◆ Short task a
According to the LAME build notes, which file uses the _MM_SHUFFLE call?

◆ Extracted text
::::

We can define the “I know what I’m doing” flag on the command line:

./configure --prefix=$HOME/lame-gcc8-vector \
 CFLAGS="-O3 -DUSE_FAST_LOG=1 -ffast-math -DNO_WARN_X86_INTRINSICS" CC=gcc-8

And checking config.log:

configure:13422: checking working SSE intrinsics
configure:13435: gcc-8 -c -O3 -DUSE_FAST_LOG=1 -ffast-math -DNO_WARN_X86_INTRINSICS  conftest.c >&5
configure:13435: $? = 0
configure:13444: result: yes

There’s one other trick we need. The libmp3lame/vector/xmm_quantize_sub.c file uses a call from the real xmmintrin.h called _MM_SHUFFLE. This is not defined in the PowerPC port for the GCC 8 release, so we need to provide it:

--- a/libmp3lame/vector/xmm_quantize_sub.c
+++ b/libmp3lame/vector/xmm_quantize_sub.c
@@ -36,6 +36,9 @@

 #include <xmmintrin.h>

+#define _MM_SHUFFLE(fp3,fp2,fp1,fp0) \
+       (((fp3) << 6) | ((fp2) << 4) | ((fp1) << 2) | (fp0))

::::

◆ Source data
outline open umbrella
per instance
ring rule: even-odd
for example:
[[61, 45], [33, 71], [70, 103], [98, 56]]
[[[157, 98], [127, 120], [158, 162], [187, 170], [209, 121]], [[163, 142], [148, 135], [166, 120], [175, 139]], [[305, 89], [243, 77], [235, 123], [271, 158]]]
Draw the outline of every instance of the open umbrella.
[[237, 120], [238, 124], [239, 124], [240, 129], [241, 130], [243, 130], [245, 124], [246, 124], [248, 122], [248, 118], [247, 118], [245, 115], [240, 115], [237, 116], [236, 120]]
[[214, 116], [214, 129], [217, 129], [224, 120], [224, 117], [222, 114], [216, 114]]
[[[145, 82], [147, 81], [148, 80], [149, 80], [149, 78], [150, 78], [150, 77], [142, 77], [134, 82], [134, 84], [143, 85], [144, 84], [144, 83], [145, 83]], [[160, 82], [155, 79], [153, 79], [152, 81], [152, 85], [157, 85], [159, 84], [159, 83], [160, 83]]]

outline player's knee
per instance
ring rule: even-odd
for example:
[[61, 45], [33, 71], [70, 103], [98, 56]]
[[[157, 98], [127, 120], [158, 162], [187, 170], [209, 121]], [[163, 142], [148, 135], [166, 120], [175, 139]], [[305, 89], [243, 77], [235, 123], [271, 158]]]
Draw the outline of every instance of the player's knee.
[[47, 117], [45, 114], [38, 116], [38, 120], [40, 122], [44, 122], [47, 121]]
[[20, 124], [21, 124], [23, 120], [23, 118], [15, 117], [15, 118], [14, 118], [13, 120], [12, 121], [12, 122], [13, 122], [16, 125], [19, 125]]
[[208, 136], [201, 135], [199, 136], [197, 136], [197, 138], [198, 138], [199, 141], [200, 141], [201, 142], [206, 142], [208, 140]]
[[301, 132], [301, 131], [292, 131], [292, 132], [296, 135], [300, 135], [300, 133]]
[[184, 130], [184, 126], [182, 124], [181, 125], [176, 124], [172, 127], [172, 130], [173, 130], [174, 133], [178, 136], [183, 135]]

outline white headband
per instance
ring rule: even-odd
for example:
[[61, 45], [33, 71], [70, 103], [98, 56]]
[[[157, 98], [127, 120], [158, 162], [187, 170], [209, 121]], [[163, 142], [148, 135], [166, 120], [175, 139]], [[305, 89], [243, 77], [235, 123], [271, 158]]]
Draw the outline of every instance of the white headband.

::::

◆ Short task b
Turn the lines from the first line of the records through the line holding "Draw the outline of every instance of the open", inclusive, into a JSON list of strings with one string per line and blank lines left out.

◆ Reply a
libmp3lame/vector/xmm_quantize_sub.c

◆ Reply b
[
  "outline open umbrella",
  "per instance",
  "ring rule: even-odd",
  "for example:",
  "[[61, 45], [33, 71], [70, 103], [98, 56]]",
  "[[[157, 98], [127, 120], [158, 162], [187, 170], [209, 121]], [[163, 142], [148, 135], [166, 120], [175, 139]], [[305, 89], [243, 77], [235, 123], [271, 158]]]",
  "Draw the outline of every instance of the open umbrella."
]